• _TASK ITEM_:
In the passage on creative careers, copy the part that begins at the words "I made full" and stops after "superior technical quality.", replacing "mobile phone" with "smartphone".

• _STUDY TEXT_:

=======

I’m hopeful my kids will eventually work out a way to feed themselves. Not because they’re amazing and talented (I’m sure all kids are, right?), but because the market for creative professionals (notwithstanding AI and brute force capitalism) looks healthy in the medium term. The streaming explosion and the social explosion and the influencer explosion and the content explosion, coupled with the democratisation of the means of quality creative production, means both and demand and supply have swollen. That’s a sign of a healthy market.
Ready to work out how to get paid to be (commercially) creative? Find the micro-courses you can afford to develop the skills that satisfy you, apply them to the non-glamour end of whatever industry you’re looking at, then use your deep reservoirs of persistence to generate yourself a sliver of luck.
*Persistence and luck. Yesthey are related and yes I needed both. I suspect you will, too. Here’s how I got started: I did go to uni and, while it wasn’t free (It was, from memory, the second year intake to incur what was then called HECS), the fees were modest and the HECS debt was effectively interest free—I didn’t start paying until I’d started earning semi-decent money. I did choose my course because it had no exams and no grades —your portfolio was all you got out of it. Because that’s all any employer would ask to see.
I made full use of all the free equipment and studio time available, making silly little video clips to amuse myself. This was a big deal, as filming and editing equipment was verrrry expensive, in relative terms. Today, my mobile phone could easily make videos of a vastly superior technical quality.
I spent time with the lecturer who seemed to be running the courses that were leading to where I wanted to go. (persistence) This lecturer was very commercially oriented (not all of them are) and arranged a work experience placement at a nearby agency as one of the prizes for an end-of semester project. (luck) I worked my butt off making my entry project, including a complete rebuild when a computer crash ate the entire edit 24 hours out from the deadline (persistence). I won the placement (luck) and spent the week at the agency writing as many ads and asking as many questions as I possibly could (persistence). The agency was invited to a pitch (luck). They asked if I would come back the following week to help work on it, so spent every day running between classes and the agency (persistence). The agency used some of my ideas in the pitch (luck). I kept in touch with some people I’d met at the agency, to the point of being annoying (persistence) so I was in their orbit when it was announced they’d won the pitch (luck). I made it clear that I’d love to keep working on the account they’d just won (persistence), which morphed into a job offer (luck) which my lecturer described as a miracle, considering the country was in the midst of its worst recession in decades.

=======

• _MATERIAL PROVIDED_:
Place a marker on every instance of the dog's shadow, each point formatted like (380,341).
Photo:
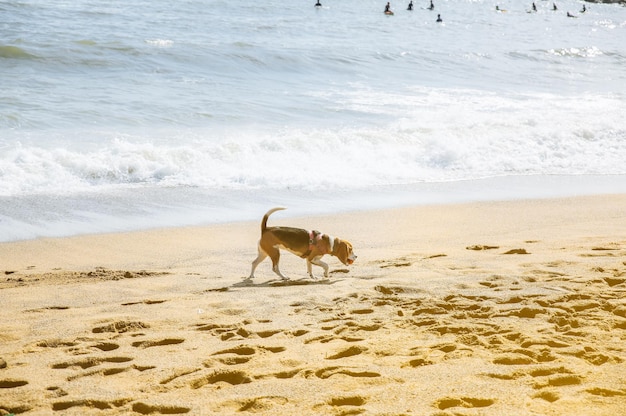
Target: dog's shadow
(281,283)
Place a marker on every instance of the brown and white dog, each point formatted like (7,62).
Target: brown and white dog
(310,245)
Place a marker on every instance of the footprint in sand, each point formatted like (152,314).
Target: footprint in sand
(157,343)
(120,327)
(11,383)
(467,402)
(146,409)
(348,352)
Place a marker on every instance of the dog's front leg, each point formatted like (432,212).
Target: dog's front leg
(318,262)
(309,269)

=======

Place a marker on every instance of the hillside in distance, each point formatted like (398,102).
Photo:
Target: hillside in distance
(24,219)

=======

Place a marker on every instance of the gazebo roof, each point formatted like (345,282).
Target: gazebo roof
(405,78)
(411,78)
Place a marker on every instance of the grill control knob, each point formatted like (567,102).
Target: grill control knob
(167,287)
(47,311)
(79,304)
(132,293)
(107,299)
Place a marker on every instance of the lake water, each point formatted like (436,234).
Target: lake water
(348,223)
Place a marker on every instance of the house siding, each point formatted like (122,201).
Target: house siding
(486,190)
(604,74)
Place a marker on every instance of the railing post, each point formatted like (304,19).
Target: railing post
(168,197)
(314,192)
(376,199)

=======

• _RESPONSE_:
I made full use of all the free equipment and studio time available, making silly little video clips to amuse myself. This was a big deal, as filming and editing equipment was verrrry expensive, in relative terms. Today, my smartphone could easily make videos of a vastly superior technical quality.